* _Stored items_:

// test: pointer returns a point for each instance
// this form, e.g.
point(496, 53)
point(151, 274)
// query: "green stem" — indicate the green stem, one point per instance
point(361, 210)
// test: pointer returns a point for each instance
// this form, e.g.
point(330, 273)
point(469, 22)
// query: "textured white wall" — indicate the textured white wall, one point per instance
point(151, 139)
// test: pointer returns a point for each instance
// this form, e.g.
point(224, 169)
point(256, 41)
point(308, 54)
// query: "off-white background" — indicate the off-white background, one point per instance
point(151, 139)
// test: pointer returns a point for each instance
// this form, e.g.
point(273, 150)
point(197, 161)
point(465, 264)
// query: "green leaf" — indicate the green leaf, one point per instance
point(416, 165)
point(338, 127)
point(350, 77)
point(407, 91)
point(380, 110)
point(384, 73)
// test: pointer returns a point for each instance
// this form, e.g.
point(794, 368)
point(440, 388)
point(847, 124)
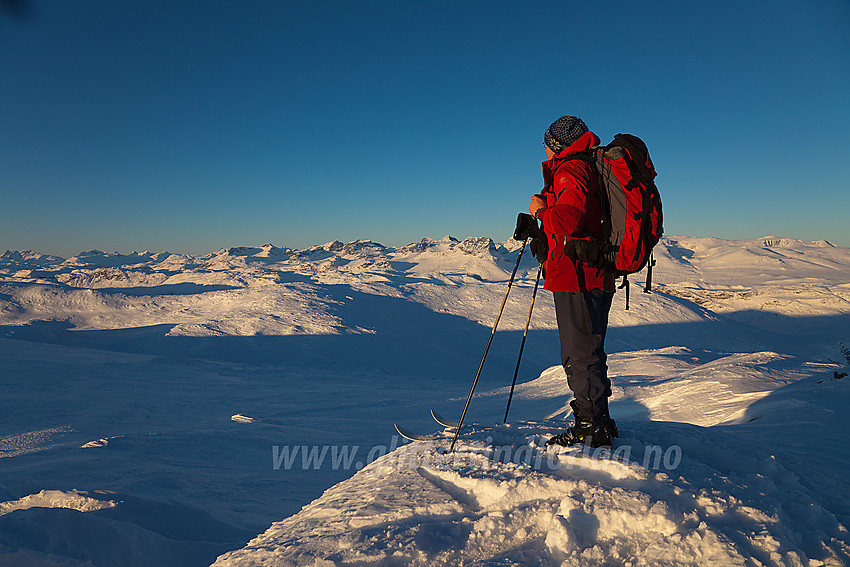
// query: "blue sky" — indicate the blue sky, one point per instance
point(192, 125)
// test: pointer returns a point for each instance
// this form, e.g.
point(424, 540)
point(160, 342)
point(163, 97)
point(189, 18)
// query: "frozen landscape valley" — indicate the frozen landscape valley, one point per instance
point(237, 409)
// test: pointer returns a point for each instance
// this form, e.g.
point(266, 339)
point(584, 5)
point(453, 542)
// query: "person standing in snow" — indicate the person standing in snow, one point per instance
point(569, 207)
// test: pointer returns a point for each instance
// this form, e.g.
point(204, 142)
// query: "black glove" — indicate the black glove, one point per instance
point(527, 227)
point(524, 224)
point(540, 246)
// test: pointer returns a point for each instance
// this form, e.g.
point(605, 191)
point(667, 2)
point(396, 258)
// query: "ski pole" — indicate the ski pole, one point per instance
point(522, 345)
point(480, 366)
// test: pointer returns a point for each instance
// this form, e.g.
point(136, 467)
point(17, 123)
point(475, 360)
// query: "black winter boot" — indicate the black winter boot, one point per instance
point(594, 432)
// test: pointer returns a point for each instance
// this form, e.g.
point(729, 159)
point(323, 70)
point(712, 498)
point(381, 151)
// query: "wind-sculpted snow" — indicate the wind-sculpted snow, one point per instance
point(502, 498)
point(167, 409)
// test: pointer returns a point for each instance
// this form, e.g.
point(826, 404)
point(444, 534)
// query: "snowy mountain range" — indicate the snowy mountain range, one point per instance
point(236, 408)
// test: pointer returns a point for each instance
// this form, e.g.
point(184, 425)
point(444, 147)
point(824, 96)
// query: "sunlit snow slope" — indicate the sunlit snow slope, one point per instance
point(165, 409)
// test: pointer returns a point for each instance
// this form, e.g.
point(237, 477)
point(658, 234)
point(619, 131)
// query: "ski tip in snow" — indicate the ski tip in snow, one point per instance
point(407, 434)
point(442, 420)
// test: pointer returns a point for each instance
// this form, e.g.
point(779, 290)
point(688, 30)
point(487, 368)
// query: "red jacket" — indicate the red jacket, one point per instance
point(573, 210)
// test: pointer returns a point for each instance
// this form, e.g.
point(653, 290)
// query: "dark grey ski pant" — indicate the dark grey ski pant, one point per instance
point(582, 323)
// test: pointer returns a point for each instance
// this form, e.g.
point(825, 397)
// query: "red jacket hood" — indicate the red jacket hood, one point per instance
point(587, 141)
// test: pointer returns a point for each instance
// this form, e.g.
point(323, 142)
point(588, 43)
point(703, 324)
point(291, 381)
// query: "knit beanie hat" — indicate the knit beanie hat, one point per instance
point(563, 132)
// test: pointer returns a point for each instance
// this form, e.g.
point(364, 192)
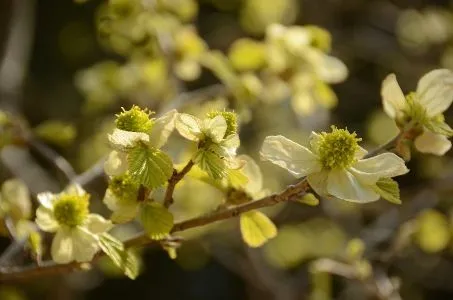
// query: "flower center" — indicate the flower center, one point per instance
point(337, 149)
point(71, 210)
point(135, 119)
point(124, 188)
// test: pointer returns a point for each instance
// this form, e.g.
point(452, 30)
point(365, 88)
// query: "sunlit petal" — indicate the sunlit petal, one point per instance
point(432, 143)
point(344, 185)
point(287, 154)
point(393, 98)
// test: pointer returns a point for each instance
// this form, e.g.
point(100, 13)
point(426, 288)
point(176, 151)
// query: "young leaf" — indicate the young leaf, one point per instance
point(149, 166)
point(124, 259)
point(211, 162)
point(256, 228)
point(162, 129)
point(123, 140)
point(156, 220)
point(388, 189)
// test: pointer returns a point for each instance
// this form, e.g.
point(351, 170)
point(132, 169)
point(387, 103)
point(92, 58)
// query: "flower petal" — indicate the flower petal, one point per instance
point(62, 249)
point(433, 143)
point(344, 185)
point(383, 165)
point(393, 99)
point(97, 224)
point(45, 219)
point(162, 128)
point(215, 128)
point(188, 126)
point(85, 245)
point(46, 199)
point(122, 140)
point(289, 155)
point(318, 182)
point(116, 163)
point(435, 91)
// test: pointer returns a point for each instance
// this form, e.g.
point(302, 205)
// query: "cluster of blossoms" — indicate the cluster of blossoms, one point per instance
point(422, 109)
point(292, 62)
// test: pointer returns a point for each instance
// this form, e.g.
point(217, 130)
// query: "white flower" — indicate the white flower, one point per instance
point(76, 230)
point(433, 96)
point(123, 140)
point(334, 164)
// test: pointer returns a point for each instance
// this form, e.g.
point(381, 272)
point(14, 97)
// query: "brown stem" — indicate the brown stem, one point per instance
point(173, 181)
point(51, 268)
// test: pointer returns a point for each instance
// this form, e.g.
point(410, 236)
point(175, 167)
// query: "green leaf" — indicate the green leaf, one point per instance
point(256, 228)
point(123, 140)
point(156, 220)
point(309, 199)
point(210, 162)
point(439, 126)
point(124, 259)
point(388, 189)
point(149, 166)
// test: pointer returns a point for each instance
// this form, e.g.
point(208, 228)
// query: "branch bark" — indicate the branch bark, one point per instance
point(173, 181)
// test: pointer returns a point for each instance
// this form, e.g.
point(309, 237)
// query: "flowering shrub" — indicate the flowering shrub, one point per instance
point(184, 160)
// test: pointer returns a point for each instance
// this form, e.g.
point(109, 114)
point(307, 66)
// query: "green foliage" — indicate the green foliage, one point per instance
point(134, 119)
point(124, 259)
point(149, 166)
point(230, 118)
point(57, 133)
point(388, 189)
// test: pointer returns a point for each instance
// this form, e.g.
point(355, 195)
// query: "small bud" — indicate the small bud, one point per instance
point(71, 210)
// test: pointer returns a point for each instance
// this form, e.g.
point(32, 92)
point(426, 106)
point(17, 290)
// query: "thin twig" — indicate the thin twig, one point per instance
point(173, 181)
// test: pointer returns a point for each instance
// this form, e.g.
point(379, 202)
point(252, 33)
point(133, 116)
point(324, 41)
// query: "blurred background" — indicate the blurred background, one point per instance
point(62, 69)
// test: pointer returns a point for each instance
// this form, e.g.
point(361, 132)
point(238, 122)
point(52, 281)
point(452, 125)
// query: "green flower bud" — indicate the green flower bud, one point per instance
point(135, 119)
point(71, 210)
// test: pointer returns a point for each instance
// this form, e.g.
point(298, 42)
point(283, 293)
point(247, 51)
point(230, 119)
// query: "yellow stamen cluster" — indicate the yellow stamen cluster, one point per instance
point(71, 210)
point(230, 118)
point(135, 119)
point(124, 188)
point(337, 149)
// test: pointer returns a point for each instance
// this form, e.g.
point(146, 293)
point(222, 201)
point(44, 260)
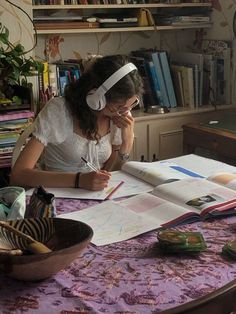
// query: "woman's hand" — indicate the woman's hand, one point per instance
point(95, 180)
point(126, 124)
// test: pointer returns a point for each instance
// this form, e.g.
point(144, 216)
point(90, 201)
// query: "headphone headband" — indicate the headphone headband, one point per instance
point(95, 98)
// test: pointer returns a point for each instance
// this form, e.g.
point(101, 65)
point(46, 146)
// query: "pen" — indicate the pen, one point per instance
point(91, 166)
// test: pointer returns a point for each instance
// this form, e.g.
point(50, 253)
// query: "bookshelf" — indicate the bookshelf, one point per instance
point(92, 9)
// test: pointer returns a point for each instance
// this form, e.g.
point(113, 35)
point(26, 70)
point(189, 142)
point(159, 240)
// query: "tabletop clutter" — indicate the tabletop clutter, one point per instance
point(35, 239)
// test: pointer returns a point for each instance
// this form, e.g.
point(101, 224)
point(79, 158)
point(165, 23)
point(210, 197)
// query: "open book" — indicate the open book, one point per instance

* * *

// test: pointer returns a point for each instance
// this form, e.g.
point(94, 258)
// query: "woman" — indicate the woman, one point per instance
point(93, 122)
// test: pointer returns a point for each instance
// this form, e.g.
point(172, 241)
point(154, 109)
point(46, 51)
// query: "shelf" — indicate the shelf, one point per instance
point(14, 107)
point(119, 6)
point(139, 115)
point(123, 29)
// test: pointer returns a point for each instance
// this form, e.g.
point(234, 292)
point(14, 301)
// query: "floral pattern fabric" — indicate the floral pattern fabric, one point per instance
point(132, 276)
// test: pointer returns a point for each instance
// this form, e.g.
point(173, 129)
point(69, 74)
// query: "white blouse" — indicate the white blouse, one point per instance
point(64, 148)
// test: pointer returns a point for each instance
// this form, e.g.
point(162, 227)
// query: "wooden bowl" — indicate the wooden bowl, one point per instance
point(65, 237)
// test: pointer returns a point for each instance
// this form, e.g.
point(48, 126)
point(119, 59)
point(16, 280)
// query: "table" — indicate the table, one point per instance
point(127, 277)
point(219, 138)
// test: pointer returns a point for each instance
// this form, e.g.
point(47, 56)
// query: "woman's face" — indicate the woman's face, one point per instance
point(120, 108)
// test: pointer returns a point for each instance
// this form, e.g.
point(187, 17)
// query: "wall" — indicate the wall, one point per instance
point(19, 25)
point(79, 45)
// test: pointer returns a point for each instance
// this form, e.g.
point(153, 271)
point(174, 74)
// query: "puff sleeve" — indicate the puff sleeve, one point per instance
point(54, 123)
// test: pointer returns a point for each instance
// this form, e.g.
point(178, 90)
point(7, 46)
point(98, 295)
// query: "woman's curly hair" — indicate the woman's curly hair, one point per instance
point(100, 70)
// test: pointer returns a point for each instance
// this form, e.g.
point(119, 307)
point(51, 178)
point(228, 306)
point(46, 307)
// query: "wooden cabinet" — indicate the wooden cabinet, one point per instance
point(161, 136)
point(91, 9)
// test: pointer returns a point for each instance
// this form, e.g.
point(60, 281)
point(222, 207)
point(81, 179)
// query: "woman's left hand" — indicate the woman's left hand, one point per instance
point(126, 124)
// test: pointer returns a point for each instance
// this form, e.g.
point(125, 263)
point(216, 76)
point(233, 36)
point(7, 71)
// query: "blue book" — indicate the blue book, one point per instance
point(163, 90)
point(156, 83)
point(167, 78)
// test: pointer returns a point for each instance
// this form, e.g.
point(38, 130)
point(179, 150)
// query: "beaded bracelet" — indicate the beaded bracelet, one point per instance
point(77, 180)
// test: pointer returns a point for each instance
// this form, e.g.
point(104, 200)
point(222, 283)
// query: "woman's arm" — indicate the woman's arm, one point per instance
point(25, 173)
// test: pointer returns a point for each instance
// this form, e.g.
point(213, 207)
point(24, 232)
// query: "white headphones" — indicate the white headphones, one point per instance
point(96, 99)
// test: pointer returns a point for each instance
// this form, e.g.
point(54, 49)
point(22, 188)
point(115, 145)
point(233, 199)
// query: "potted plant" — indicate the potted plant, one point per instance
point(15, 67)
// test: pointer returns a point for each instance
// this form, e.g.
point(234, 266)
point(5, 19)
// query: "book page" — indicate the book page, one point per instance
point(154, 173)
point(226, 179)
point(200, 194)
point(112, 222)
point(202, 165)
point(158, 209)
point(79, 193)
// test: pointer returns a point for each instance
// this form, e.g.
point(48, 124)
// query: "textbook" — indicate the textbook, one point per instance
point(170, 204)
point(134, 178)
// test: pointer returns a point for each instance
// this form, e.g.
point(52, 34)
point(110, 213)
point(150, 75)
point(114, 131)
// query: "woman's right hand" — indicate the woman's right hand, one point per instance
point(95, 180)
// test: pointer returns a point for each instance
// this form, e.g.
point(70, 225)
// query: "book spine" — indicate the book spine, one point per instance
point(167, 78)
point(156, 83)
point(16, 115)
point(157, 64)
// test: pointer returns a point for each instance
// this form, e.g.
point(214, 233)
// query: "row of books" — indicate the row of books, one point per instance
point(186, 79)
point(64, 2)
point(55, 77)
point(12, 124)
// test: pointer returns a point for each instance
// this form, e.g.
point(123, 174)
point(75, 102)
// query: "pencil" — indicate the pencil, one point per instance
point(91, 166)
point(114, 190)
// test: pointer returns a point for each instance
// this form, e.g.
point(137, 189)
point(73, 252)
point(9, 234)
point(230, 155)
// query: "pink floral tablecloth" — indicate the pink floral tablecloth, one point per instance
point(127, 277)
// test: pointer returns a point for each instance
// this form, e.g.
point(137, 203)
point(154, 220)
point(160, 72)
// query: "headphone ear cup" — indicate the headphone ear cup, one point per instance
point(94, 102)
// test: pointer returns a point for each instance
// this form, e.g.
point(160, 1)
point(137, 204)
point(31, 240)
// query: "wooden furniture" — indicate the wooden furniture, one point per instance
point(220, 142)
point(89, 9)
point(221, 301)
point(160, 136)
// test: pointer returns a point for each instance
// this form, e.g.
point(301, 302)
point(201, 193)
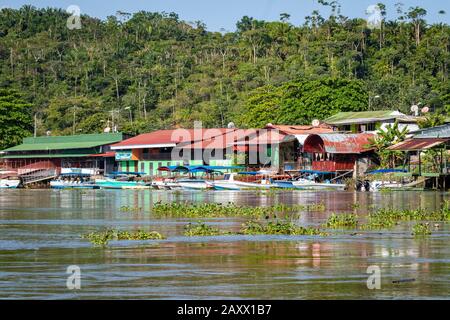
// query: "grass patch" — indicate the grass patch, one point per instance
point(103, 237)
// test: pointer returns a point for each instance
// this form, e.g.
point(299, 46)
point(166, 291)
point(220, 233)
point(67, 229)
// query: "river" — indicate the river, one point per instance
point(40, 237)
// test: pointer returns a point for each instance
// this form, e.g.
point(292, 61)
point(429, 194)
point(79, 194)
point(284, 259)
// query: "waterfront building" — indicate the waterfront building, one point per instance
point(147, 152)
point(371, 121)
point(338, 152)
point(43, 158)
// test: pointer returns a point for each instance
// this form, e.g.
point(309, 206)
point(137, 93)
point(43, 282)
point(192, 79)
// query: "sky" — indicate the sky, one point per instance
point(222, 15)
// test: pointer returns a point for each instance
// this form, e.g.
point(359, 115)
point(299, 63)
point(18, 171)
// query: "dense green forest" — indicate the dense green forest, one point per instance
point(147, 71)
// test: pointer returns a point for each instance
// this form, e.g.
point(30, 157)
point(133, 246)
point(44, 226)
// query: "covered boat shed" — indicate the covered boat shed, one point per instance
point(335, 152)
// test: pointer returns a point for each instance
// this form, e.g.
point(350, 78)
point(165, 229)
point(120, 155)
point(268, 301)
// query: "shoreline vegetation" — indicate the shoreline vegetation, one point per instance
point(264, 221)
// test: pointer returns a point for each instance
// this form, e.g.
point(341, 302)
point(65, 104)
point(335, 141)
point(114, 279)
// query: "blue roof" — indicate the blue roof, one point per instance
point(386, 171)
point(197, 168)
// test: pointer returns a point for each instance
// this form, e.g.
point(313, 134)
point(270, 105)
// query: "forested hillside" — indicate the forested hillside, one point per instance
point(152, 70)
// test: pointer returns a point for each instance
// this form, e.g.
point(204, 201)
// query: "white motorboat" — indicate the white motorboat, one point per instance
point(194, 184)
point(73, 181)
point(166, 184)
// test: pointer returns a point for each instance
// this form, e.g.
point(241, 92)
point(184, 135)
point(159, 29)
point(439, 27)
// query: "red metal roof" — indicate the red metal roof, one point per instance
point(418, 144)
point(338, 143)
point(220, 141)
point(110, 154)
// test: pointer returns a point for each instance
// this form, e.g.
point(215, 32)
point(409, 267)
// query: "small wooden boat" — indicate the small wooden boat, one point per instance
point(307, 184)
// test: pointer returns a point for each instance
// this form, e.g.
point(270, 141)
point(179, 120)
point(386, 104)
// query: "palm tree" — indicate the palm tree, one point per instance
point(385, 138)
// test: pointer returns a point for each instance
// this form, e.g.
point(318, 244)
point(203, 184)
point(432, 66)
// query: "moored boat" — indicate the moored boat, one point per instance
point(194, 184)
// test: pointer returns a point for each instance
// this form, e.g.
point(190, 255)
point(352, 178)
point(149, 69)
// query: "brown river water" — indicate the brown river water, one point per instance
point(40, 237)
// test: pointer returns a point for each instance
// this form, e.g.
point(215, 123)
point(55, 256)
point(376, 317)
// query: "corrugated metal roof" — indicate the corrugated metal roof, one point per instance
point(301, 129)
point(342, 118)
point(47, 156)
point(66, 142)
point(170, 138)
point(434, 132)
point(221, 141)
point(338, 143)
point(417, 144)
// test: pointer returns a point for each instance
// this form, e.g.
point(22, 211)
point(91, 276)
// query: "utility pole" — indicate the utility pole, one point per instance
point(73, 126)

* _WHAT YOU SHOULD DO_: Please find and copy each line in the records that contains the string "sunlit", matching case exactly.

* _WRITTEN RESPONSE_:
// query: "sunlit snow slope" — indicate the sunlit snow slope, one point per instance
// query: "sunlit petal" — indicate the sunlit petal, one point per instance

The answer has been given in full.